• _What is being asked_
Return every line of the records below unchanged, omitting the pictures.

----

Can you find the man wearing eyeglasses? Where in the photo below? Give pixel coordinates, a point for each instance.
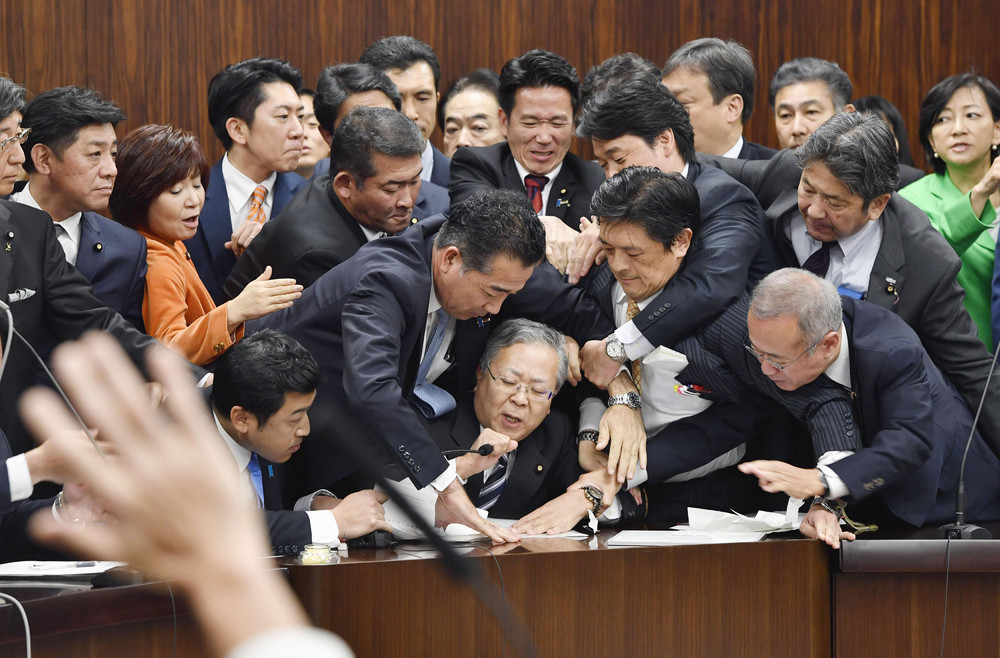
(894, 453)
(533, 460)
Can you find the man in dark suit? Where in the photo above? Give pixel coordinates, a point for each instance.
(340, 89)
(71, 172)
(254, 109)
(534, 457)
(897, 457)
(260, 401)
(715, 80)
(836, 190)
(390, 321)
(413, 67)
(639, 122)
(539, 96)
(376, 157)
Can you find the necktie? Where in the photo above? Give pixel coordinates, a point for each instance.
(255, 477)
(490, 492)
(534, 185)
(432, 400)
(819, 261)
(631, 311)
(256, 213)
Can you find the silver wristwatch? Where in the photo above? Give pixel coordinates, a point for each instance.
(631, 399)
(614, 349)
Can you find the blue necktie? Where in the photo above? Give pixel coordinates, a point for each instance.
(432, 400)
(493, 486)
(257, 479)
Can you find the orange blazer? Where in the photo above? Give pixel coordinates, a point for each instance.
(177, 309)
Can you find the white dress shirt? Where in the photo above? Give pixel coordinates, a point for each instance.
(851, 260)
(522, 172)
(69, 236)
(239, 189)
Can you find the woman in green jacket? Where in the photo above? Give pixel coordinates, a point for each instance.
(960, 132)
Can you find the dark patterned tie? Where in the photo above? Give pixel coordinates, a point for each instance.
(534, 185)
(819, 261)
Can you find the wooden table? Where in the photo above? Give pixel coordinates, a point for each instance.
(576, 598)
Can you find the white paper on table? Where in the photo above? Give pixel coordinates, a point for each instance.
(49, 569)
(680, 537)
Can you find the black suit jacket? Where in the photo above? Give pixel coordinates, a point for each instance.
(731, 252)
(313, 234)
(545, 463)
(364, 322)
(492, 167)
(751, 151)
(914, 276)
(49, 299)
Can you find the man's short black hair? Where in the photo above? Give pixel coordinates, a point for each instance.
(366, 131)
(258, 371)
(663, 204)
(56, 117)
(236, 91)
(813, 69)
(615, 70)
(727, 65)
(339, 82)
(640, 106)
(491, 223)
(537, 68)
(11, 97)
(401, 52)
(484, 80)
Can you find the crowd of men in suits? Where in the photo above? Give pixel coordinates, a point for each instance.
(733, 321)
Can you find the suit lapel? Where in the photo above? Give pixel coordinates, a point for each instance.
(887, 280)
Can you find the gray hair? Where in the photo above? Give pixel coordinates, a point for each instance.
(813, 69)
(857, 148)
(528, 332)
(792, 292)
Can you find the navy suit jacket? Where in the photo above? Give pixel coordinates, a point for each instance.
(51, 301)
(432, 199)
(914, 276)
(441, 172)
(113, 258)
(545, 463)
(215, 227)
(364, 322)
(751, 151)
(731, 252)
(492, 167)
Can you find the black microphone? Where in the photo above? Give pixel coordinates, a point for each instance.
(485, 449)
(960, 529)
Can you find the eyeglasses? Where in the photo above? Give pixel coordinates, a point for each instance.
(20, 138)
(510, 387)
(778, 366)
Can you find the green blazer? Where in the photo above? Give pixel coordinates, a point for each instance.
(951, 214)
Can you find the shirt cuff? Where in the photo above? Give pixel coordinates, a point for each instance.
(591, 412)
(833, 482)
(323, 527)
(635, 344)
(441, 482)
(19, 478)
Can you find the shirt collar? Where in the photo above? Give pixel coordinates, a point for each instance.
(239, 186)
(735, 151)
(71, 223)
(240, 454)
(840, 370)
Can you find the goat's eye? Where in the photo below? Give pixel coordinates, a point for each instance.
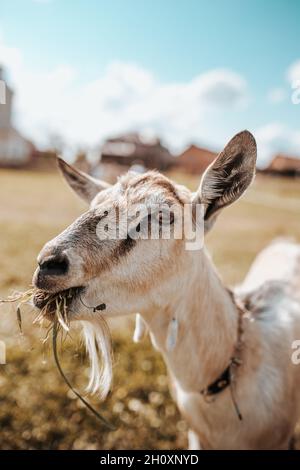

----

• _Written answer_
Can you find the man wearing eyeglasses? Where in the photo below? Give pixel coordinates, a point for each instance.
(894, 453)
(533, 460)
Can you find the man in dark suit? Where in the photo above? Give pixel coordinates, a point for each instance.
(340, 89)
(71, 172)
(254, 109)
(534, 457)
(897, 457)
(260, 401)
(715, 80)
(836, 190)
(390, 321)
(413, 67)
(639, 122)
(539, 96)
(376, 157)
Can you find the necktie? Where in the photo above? Give pixel coordinates, a point for each instance.
(255, 477)
(490, 492)
(534, 185)
(432, 400)
(819, 261)
(631, 311)
(256, 213)
Can you find the silver wristwatch? Where in the photo above? Give pixel coordinates, a point for each instance.
(631, 399)
(614, 349)
Can you find the blue necktie? Where in the photo above? Give pixel coordinates, a point for each instance.
(432, 400)
(493, 486)
(257, 479)
Can you find the orange blazer? Where in the photo above? Give pixel coordinates, a point for each instance.
(177, 309)
Can you find the white dress shirt? Where in the photo above? Give pixel coordinates, a point for each instance.
(851, 260)
(522, 172)
(69, 236)
(239, 189)
Can you find the woman in green jacket? Where in the photo above? Give pixel coordinates, a point for each instance.
(960, 132)
Can you find the dark patterned tie? Where in the photo above? Give pixel coordinates, a point for each instance.
(534, 185)
(819, 261)
Can you find the wooden table? Where in the photo above? Give pixel coordinates, a point for each instance.
(576, 598)
Can you find the white paper on table? Where in the photo above? Give pixel coordinates, a point for each instance.
(49, 569)
(680, 537)
Can you find the black suit jacket? Where in the photo above? Give pixel coordinates, a point for each instance.
(731, 252)
(313, 234)
(545, 463)
(364, 322)
(492, 167)
(751, 151)
(914, 276)
(49, 299)
Can you find the man's short black hair? Where in the photo above? Give pixel coordinates, a point for each instance.
(366, 131)
(258, 371)
(663, 204)
(56, 117)
(236, 91)
(813, 69)
(615, 70)
(727, 65)
(339, 82)
(640, 106)
(491, 223)
(537, 68)
(11, 97)
(401, 52)
(484, 80)
Can you find the crowd of men in suits? Where in the photo above? Give pixel coordinates, a point for each instance.
(733, 321)
Can you find the suit lapel? Where in the photo above? Give pixel coordinates, a point for each instance.
(887, 280)
Can you find the gray hair? Where in the photo above? Give pixel coordinates, a point for each instance.
(813, 69)
(857, 148)
(528, 332)
(792, 292)
Can you find the navy suit jacket? Where in the photo above? Give pixel coordinates, a point for each instance.
(51, 301)
(432, 199)
(914, 276)
(441, 172)
(113, 258)
(545, 463)
(215, 227)
(364, 322)
(751, 151)
(731, 252)
(492, 167)
Can you find the black microphone? Where in the photo above? Give pixel coordinates, a point for each instance.
(485, 449)
(960, 529)
Can you find the eyeglasses? Where in the photo above? Give pixel coordinates, a point for each instance.
(20, 138)
(510, 387)
(778, 366)
Can you find the green blazer? Where in the photo above? Give pixel coordinates, a point for each instance.
(951, 214)
Can you find the shirt cuff? Where in the photo above? Give pixel coordinates, a point for each instance.
(591, 412)
(833, 482)
(323, 527)
(635, 344)
(441, 482)
(19, 478)
Can you find the shirt collar? Where in the photo above? Give pixel coordinates, a point for each instance.
(239, 186)
(735, 151)
(71, 223)
(240, 454)
(840, 370)
Can you find the goat's eye? Where in the photo below? Give pixel coordinates, a point for each instance.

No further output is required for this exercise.